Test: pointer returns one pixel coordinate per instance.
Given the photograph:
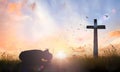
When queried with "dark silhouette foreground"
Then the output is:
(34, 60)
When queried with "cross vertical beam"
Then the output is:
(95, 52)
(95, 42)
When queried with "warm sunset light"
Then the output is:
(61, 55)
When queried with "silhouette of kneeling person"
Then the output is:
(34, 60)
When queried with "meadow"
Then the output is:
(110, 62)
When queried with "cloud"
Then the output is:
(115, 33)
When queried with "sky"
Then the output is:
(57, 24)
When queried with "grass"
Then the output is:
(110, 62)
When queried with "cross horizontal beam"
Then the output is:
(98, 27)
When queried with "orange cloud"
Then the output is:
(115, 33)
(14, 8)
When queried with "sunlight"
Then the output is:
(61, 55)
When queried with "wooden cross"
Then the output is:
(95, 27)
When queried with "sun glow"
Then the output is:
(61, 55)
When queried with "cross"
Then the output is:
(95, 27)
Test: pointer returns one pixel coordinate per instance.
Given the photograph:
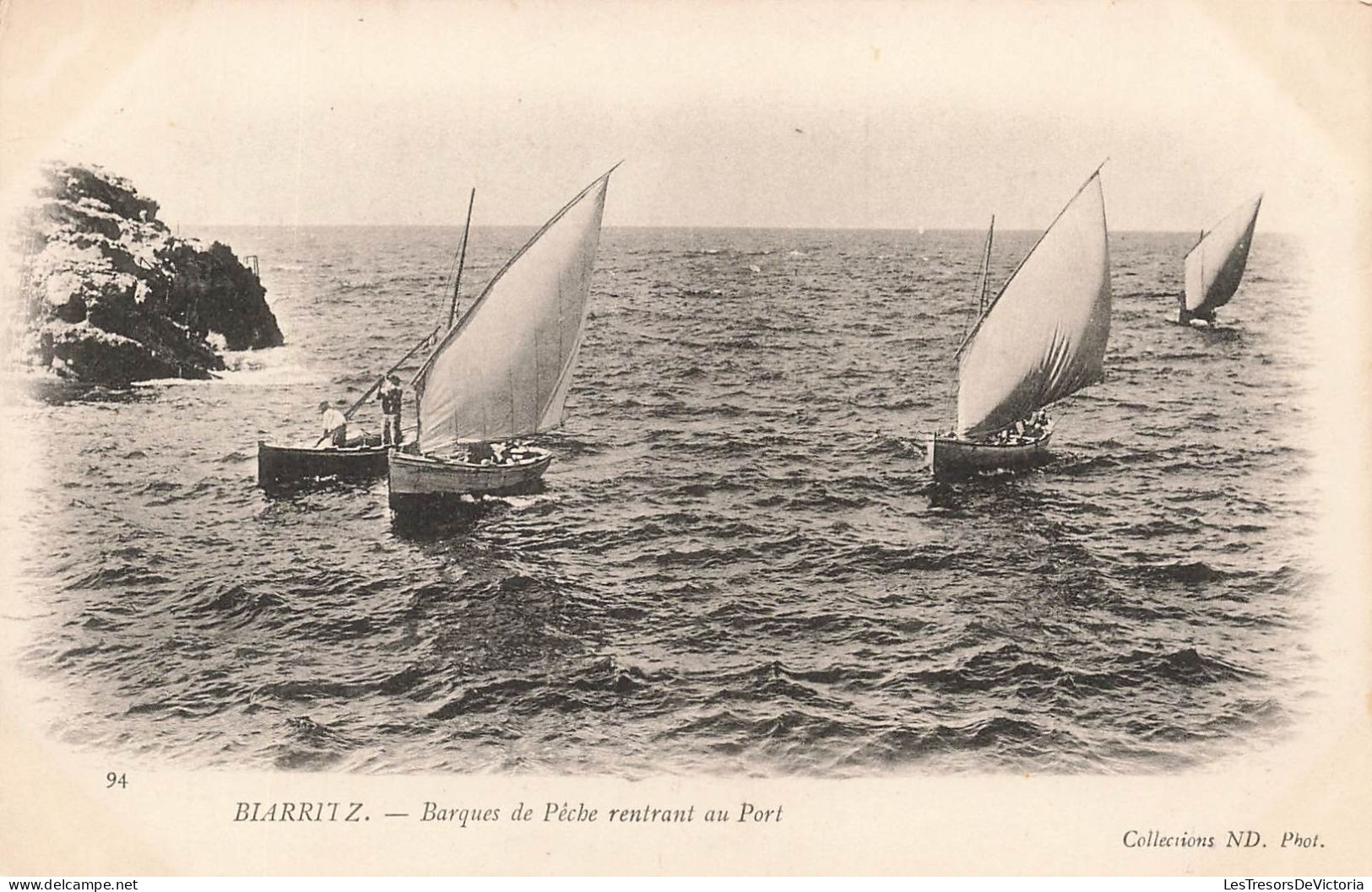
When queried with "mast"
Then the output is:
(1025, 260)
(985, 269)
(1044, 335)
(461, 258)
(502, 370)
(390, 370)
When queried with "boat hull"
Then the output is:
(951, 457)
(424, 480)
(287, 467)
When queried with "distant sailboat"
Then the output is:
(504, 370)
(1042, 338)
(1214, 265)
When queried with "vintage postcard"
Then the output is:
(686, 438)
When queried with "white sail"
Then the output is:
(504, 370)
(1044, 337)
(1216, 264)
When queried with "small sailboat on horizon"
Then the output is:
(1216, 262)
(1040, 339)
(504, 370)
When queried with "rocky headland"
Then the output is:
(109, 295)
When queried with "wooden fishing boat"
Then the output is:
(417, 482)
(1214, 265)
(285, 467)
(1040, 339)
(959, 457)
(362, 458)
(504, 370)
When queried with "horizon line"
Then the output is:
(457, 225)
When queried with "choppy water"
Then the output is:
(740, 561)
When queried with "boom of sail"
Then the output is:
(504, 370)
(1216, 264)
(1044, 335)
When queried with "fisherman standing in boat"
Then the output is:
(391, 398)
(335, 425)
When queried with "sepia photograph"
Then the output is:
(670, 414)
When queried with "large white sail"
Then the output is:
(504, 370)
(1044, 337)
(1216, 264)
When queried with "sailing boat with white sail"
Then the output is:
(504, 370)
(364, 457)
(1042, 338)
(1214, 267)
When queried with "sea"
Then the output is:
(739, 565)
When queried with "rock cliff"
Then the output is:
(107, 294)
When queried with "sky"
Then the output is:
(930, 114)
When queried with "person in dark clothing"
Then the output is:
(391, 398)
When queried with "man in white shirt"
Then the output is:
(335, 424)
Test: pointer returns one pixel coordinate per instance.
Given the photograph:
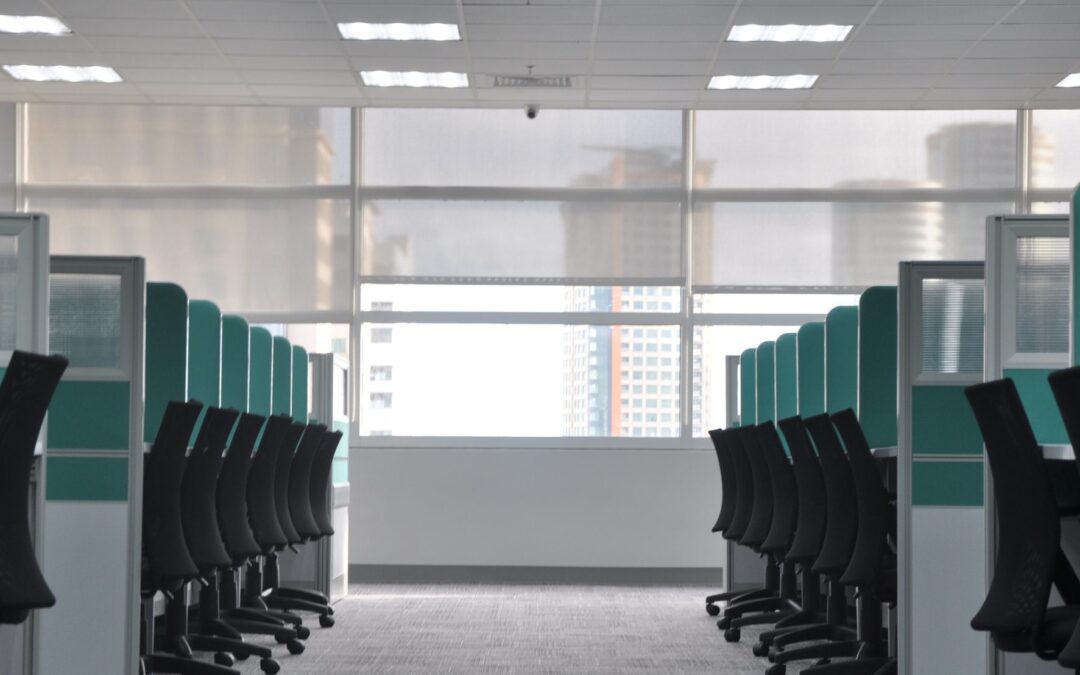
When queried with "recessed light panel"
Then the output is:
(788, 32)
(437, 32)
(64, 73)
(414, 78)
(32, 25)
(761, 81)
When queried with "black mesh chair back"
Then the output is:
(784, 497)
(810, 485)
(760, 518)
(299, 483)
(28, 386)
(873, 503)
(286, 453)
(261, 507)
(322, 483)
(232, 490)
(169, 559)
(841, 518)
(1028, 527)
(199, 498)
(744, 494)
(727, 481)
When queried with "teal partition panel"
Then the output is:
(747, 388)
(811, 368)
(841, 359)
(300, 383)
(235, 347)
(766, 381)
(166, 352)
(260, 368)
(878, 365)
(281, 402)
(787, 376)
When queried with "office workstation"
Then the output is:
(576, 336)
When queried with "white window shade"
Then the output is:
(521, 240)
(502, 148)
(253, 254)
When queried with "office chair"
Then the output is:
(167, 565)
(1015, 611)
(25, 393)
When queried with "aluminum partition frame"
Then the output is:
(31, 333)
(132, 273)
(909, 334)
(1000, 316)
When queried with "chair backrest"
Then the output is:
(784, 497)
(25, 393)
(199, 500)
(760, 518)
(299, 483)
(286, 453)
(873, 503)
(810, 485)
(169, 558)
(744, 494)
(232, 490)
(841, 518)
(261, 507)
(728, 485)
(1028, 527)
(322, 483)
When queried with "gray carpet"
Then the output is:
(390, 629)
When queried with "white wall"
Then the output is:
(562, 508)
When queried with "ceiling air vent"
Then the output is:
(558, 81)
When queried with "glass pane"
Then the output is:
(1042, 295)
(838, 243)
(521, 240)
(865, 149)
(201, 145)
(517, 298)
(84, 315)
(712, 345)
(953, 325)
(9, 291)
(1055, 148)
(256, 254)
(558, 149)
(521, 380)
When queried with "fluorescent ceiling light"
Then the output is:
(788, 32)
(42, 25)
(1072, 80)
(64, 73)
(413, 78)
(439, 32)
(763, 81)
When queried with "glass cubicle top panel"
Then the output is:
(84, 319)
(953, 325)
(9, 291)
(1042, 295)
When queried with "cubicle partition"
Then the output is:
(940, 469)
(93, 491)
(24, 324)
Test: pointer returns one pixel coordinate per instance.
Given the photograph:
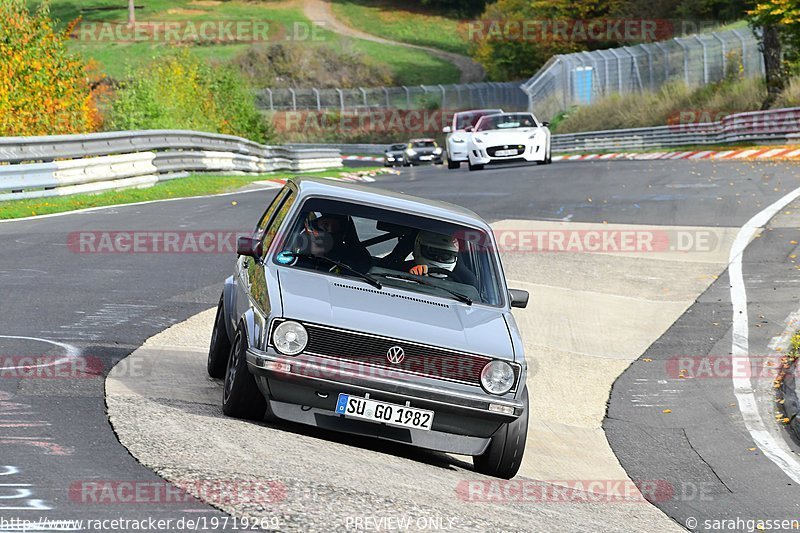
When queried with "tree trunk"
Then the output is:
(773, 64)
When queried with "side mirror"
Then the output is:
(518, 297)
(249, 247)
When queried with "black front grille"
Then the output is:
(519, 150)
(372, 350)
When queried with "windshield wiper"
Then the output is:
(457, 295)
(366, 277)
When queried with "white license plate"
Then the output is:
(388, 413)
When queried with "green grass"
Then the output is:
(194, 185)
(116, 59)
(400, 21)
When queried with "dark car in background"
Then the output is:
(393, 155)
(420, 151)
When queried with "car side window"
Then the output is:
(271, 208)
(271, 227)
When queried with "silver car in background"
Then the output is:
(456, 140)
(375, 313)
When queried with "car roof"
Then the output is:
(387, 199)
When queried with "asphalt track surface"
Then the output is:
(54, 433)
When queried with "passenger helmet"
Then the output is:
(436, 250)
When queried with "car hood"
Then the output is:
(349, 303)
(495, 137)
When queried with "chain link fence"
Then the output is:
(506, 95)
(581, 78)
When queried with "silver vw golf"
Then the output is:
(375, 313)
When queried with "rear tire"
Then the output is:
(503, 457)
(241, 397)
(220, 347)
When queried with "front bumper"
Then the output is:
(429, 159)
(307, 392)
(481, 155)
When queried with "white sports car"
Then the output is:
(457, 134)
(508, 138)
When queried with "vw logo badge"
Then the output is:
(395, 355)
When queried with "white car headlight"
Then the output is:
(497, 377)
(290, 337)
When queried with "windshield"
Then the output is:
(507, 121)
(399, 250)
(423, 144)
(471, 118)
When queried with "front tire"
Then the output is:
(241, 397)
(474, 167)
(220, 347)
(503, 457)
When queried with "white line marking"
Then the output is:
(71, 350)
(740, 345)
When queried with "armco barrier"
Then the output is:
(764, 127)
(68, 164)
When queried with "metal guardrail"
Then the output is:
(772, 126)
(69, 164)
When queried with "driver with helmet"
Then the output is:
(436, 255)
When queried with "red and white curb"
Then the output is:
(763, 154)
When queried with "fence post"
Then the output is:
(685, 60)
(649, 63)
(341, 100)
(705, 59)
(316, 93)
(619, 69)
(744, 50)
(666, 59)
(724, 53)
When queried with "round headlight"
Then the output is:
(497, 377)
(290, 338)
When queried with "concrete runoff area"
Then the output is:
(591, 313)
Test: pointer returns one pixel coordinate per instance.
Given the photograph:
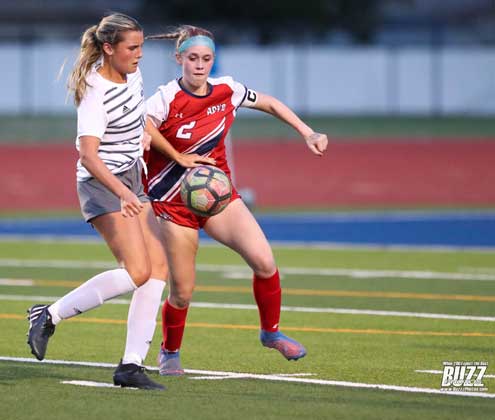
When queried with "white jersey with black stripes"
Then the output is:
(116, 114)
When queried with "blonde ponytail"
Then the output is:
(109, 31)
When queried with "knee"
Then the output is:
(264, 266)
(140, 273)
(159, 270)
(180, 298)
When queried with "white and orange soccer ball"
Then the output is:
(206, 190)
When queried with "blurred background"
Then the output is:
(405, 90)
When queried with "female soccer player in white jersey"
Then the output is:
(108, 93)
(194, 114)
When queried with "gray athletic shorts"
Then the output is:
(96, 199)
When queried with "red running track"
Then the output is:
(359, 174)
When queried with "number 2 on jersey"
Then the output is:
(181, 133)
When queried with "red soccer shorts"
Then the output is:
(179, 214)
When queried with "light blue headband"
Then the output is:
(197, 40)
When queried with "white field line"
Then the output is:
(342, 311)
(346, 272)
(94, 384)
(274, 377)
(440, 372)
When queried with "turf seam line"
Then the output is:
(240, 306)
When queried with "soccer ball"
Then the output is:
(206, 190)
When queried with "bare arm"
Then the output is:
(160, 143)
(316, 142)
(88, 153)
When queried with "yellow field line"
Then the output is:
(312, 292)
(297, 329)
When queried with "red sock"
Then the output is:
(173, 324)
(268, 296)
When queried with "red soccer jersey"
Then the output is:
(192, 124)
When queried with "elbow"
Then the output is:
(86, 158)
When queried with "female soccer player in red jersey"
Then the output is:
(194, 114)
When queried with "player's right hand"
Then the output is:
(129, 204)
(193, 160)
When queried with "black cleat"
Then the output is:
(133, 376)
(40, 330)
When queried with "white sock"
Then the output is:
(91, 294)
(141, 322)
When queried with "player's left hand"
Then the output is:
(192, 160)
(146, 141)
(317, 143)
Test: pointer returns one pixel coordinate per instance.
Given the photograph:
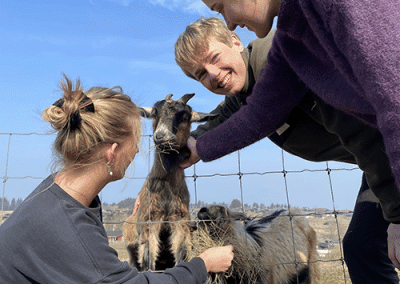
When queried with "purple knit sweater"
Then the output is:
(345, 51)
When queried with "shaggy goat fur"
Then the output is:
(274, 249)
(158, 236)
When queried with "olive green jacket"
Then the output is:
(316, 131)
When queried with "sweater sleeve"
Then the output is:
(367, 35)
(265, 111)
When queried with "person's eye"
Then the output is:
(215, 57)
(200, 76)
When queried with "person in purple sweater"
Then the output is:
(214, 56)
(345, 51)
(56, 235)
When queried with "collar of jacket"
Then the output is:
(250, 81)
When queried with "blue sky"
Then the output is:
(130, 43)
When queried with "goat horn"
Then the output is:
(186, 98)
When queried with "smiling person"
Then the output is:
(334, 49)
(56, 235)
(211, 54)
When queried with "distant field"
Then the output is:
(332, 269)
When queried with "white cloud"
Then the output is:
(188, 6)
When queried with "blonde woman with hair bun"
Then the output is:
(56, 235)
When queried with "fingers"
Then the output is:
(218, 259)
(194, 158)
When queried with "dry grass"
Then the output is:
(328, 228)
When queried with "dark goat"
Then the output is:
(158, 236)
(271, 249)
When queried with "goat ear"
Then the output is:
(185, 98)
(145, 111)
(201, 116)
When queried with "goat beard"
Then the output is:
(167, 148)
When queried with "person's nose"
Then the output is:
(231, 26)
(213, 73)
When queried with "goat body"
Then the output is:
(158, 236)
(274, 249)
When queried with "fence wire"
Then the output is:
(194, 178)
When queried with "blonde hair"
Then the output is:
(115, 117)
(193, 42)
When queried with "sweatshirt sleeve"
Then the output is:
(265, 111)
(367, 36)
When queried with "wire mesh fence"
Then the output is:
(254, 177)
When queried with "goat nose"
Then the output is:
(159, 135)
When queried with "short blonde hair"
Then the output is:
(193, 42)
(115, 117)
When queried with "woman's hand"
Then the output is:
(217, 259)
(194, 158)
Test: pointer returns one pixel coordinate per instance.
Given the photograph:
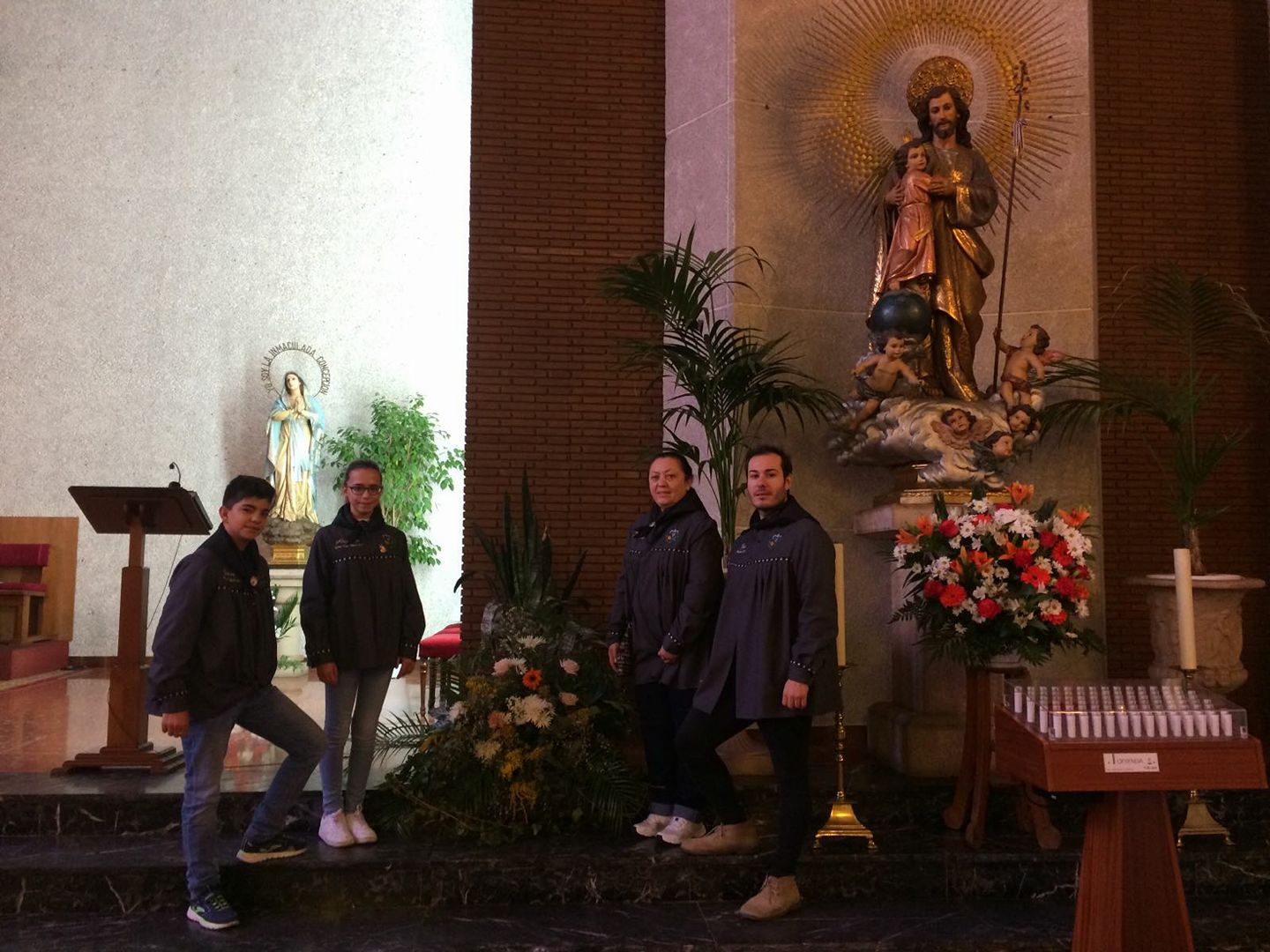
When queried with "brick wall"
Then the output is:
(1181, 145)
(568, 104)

------------------------------------------------------------

### WHAT TO DO
Identify each line in the listing above that contains the string "background", and copy those lines.

### ANSWER TO THIS EXERCISE
When queried with "dark car in background"
When queried with "silver car in background"
When queried with "blurred background"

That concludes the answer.